---- Data lines

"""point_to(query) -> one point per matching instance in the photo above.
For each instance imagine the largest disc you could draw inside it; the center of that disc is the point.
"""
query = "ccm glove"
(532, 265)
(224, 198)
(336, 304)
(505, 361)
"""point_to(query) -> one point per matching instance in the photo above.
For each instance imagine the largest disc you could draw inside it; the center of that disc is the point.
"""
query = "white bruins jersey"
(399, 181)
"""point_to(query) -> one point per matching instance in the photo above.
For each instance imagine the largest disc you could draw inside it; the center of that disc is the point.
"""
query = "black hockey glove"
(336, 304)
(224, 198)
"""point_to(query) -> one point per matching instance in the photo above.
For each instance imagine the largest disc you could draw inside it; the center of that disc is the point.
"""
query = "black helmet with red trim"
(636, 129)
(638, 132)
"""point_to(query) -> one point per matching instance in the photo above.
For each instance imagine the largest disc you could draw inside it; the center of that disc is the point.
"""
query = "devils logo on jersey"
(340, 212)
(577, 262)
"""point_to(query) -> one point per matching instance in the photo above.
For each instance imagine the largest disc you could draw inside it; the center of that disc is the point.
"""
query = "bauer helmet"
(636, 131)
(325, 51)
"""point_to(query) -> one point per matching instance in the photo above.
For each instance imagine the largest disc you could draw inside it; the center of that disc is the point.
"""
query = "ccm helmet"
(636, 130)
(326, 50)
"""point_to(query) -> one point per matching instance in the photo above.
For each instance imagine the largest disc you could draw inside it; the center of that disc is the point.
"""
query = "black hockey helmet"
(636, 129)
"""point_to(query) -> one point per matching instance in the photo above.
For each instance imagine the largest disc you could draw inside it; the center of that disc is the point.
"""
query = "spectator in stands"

--------

> **Problem to solve**
Each line above must be printed exactly as it appears.

> **Written answer**
"""point_to(query) -> one point per matching instance in the photo above.
For each instance imagine the largest disc you could draw inside it; the center of that disc is the point.
"""
query = "ccm glove"
(532, 265)
(224, 198)
(336, 304)
(505, 361)
"""point_to(query) -> one point per matching instance in the photo above.
For each instance imagine the largest disc you could draw inside it; the center of that disc is the point.
"""
query = "white bruins jersey"
(399, 181)
"""point_to(query) -> one point per matching instance in the photo above.
For each instance imagine the largest disc you could draw inside it; the center of that disc is the point.
"""
query = "black hockey glove"
(336, 304)
(224, 198)
"""point_to(query) -> one point per matching instance in the photo above.
For each instance imagine the largest disc you could draw inside it; the center of that disc is the point.
"""
query = "black helmet with red trim"
(636, 129)
(638, 132)
"""point_to(query) -> one point per matching instance in the photo above.
For each instance imagine the largest disc you could draw inside it; the center of that disc is the point.
"""
query = "devils logo on jersey"
(340, 212)
(577, 262)
"""point_to(query) -> one point per matching instance in the photo above.
For each instance imagine the largest disc you could draw inside it; the center of that disc is the point.
"""
query = "bauer helmet"
(636, 131)
(325, 51)
"""point_to(query) -> one point per matching instance in the photo above.
For each instance imagine the largest disc you could draw inside it; the center of that disc is the point.
"""
query = "ccm helmet"
(636, 130)
(326, 50)
"""point_to(query) -> one point per matching instance in the photo above.
For each instance imagine the largest disc you could draw inside it; the center of that disc is the point.
"""
query = "black hockey helmet"
(636, 129)
"""point_to(query) -> one point per matching instance in the photo above.
For each instance imagine the largest disc you could draw inside it; the center of that disc is the point.
"""
query = "spectator in stands"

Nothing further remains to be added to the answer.